BEGIN

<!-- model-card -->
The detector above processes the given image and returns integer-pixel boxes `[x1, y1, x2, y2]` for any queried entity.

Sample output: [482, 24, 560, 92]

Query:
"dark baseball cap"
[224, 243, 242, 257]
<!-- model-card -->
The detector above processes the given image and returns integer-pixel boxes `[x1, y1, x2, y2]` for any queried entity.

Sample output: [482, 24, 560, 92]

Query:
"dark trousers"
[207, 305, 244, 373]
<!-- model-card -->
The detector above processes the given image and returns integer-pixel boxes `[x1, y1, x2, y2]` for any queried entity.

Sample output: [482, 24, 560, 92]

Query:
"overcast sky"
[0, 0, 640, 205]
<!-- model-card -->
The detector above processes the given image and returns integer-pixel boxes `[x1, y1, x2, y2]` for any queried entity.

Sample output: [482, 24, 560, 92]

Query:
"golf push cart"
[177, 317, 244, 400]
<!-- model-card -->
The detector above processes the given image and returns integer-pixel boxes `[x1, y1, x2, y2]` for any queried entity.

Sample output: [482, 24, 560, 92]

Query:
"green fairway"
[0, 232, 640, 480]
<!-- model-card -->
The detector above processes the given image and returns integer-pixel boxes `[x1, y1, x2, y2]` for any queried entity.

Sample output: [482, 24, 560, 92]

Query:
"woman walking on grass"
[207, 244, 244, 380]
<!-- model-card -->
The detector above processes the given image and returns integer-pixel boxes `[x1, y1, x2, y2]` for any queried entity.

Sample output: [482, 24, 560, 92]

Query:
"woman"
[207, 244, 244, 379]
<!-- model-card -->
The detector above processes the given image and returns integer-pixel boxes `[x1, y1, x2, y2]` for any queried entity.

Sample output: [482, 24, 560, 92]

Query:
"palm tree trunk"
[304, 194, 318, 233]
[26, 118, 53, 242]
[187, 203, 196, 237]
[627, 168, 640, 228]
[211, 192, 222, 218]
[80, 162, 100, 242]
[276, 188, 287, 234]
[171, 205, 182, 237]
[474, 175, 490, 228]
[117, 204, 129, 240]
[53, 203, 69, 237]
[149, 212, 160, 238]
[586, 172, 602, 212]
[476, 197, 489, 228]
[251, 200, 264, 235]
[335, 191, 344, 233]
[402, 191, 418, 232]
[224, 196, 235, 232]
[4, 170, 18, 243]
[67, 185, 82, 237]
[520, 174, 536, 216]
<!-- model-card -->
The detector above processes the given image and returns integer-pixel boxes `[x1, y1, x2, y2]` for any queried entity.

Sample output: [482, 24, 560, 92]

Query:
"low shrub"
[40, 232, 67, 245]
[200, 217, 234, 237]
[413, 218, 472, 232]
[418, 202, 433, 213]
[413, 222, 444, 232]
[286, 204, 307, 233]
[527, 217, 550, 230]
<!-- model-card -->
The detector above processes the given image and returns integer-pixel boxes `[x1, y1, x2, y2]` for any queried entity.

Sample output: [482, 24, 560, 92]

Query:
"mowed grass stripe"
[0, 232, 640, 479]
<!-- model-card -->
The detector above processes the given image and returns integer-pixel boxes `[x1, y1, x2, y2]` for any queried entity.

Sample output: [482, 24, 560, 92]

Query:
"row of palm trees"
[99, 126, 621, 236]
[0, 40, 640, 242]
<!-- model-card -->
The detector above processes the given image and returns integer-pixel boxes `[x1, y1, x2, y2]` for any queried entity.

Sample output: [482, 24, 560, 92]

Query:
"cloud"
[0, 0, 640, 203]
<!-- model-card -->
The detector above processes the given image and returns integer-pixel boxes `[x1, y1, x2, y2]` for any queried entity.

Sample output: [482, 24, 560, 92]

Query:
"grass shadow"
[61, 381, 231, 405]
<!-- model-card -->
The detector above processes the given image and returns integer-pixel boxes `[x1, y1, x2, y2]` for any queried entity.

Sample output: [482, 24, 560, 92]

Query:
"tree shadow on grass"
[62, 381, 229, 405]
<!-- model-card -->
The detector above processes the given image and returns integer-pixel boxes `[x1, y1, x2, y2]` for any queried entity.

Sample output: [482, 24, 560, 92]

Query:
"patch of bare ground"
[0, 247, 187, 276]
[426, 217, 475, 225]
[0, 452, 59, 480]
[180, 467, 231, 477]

END

__Job__. Reproduce every one of the records above verbatim.

__Answer to the exercise__.
<!-- model-card -->
The detector above processes the given image and returns integer-pixel boxes `[x1, y1, x2, y2]` for any queried entity.

Sample output: [482, 24, 560, 92]

Query:
"dark baseball cap"
[224, 243, 242, 257]
<!-- model-card -->
The detector above processes the given image and returns integer-pixel boxes `[x1, y1, x2, y2]` for any queried entity.

Sample output: [482, 24, 560, 92]

Query:
"dark trousers"
[207, 305, 244, 373]
<!-- model-card -->
The detector above processes the given image and returns integer-pixel boxes `[x1, y1, x2, y2]` for any queried entity.

Sample output: [482, 24, 560, 92]

Query:
"overcast sky"
[0, 0, 640, 205]
<!-- model-card -->
The detector above processes the given image and returns integer-pixel boxes `[x1, y1, x2, y2]` for any queried entity.

Sample output: [482, 24, 560, 92]

Query:
"golf push cart"
[177, 317, 244, 400]
<!-- model-card -->
The detector above processes the given image and returns integer-pixel boxes `[x1, y1, x2, y2]` for any queried entity.

Sample output: [482, 24, 560, 92]

Query:
"green fairway"
[0, 232, 640, 480]
<!-- model-card -->
The detector above processes the given image and returns integer-pixel boxes `[x1, y1, x2, y2]` for any queried entity.

Sample output: [482, 24, 560, 92]

Query:
"woman walking on grass"
[207, 244, 244, 380]
<!-- model-card -->
The detector above processes the given image and returns integer-pixel boxes `[x1, y1, x2, y2]` for any queried entity.

Sample output: [482, 24, 560, 92]

Query:
"woman"
[207, 244, 244, 379]
<!-- model-card -->
The detector above processes the given image and returns integer-pixel boxes `[x1, y1, x2, y2]` for any queried entity.

Sample output: [482, 24, 560, 92]

Query:
"palm tree trunk"
[304, 194, 318, 233]
[26, 118, 53, 242]
[187, 203, 196, 237]
[627, 168, 640, 228]
[211, 192, 222, 218]
[80, 162, 100, 242]
[276, 188, 287, 234]
[171, 205, 182, 237]
[474, 175, 490, 228]
[117, 204, 129, 240]
[53, 203, 69, 237]
[149, 212, 160, 238]
[586, 172, 602, 212]
[476, 197, 489, 228]
[251, 200, 264, 235]
[335, 191, 344, 233]
[402, 191, 418, 232]
[224, 196, 235, 232]
[4, 170, 18, 243]
[67, 185, 82, 237]
[520, 174, 536, 216]
<!-- model-card -->
The detector above processes the given image and returns integer-pixel boxes `[x1, y1, x2, y2]` for any queried entity.

Sample output: [482, 24, 560, 92]

Query:
"low shrub"
[40, 232, 67, 245]
[200, 217, 234, 237]
[413, 218, 472, 232]
[418, 202, 433, 213]
[413, 222, 444, 232]
[286, 204, 307, 233]
[527, 217, 550, 230]
<!-- model-card -->
The detector above processes the given image and returns integer-pixel boxes `[x1, y1, x2, y2]` for any queried entity.

Sample output: [482, 24, 560, 92]

Query:
"mowed grass stripe"
[0, 232, 640, 479]
<!-- model-card -->
The detector above processes the given image and returns integer-pixel boxes `[x1, y1, x2, y2]` for any queried entity.

Sample output: [482, 24, 560, 92]

Query:
"row of palm trees"
[99, 126, 621, 236]
[0, 40, 640, 242]
<!-- model-card -->
The detector above processes the given image and returns integer-pixel boxes `[x1, y1, x2, y2]` for any queried entity.

Sample output: [482, 24, 560, 92]

Query:
"cloud"
[0, 0, 640, 203]
<!-- model-card -->
The detector above processes the given image and returns integer-pixel boxes `[x1, y1, x2, y2]` for any queried entity.

Sample output: [482, 24, 560, 92]

Query:
"grass shadow"
[61, 381, 231, 405]
<!-- model-card -->
The detector above processes the given image and returns integer-pixel boxes `[x1, y1, x2, y2]` for any queried entity.

Sample output: [482, 24, 560, 92]

Query:
"tree shadow on grass"
[62, 381, 229, 405]
<!-- model-card -->
The detector above processes the given image and returns integer-pixel boxes `[x1, y1, x2, y2]` for any queried entity.

Sample output: [482, 24, 560, 92]

Query:
"patch of bare ground"
[0, 247, 187, 276]
[426, 217, 475, 225]
[0, 452, 59, 480]
[180, 467, 231, 477]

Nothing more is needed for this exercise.